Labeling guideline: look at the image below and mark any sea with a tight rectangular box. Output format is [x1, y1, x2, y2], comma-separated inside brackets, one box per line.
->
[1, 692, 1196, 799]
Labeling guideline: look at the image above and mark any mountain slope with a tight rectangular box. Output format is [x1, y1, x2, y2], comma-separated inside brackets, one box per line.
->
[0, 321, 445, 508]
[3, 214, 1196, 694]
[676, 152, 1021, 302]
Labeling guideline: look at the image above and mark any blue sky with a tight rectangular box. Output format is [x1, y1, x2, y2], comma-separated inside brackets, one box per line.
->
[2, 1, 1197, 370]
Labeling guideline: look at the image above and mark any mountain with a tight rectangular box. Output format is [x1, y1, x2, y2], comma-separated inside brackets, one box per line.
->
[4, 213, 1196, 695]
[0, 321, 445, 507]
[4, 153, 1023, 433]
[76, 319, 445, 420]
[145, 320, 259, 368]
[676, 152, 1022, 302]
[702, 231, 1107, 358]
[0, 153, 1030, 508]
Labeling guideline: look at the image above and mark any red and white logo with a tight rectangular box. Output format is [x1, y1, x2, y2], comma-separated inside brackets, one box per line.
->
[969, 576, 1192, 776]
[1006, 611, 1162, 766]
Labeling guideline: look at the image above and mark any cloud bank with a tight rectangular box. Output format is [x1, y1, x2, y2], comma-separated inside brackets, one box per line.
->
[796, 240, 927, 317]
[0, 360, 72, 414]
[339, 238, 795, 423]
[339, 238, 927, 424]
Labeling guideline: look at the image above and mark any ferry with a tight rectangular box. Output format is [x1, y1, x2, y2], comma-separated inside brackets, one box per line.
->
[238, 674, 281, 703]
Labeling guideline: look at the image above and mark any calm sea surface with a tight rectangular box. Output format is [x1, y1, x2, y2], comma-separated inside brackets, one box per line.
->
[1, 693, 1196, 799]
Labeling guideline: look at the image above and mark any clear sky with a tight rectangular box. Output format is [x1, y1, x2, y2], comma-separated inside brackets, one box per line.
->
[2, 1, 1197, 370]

════════════════════

How to complete this task = Each entry above should be retyped exactly, with nothing missed.

Written answer =
Labeling guideline: look at the image below and mark any sea with a tight rectangular box. Output format is [x1, y1, x2, y2], comma-separated inside brackets, one box per line.
->
[1, 692, 1196, 799]
Labeling guideline: look at the image above and mark any mountain slope with a tight rectangular box. Output format is [x1, y1, x2, y2], comma-separated inside brackets, one box per line.
->
[0, 321, 445, 508]
[3, 214, 1196, 694]
[676, 152, 1021, 302]
Labeling guideline: look at the image above and mark any blue sky with a tight rectangular box. Output format is [x1, y1, x2, y2], comma-separated inside brackets, one box per line.
->
[2, 1, 1197, 370]
Labeling guideline: look at the image above and mark any mountain with a tight rectangular box. Output format is [x1, y1, x2, y2], comma-separated inside brackets, one box per line.
->
[4, 213, 1196, 695]
[0, 321, 445, 507]
[4, 153, 1023, 433]
[76, 319, 445, 420]
[145, 320, 259, 368]
[676, 152, 1022, 302]
[702, 231, 1107, 358]
[0, 153, 1030, 508]
Labeling guideline: look at the image above and mark any red and white logo with a tight rectangular box. Output format is [x1, y1, x2, y2], comma-separated inside brackets, one box per line.
->
[969, 576, 1192, 776]
[1006, 611, 1162, 766]
Labeling guideline: look at the image above and mark any cloud bank with a tight rectangular box. Output format is [x1, y1, x2, y2], comma-separated inside brackets, one box per line.
->
[796, 240, 927, 317]
[0, 360, 72, 414]
[339, 238, 795, 423]
[339, 238, 927, 424]
Labeling guideline: look at the image above and mark any ferry with a tight rectangular box. Output format is [x1, y1, x2, y2], comma-separated inside brackets, one box per line.
->
[238, 674, 281, 703]
Labeling guideline: look at the image above and mark any calm sea surface with a tight rectangular box. Output format is [x1, y1, x2, y2], comma-separated inside brackets, one box per line.
->
[1, 693, 1196, 799]
Labeling guideline: look at the image above and mark any clear sky with a tight rectangular box. Output format is [x1, y1, x2, y2], comma-separated inside brackets, one box per line.
->
[2, 1, 1197, 370]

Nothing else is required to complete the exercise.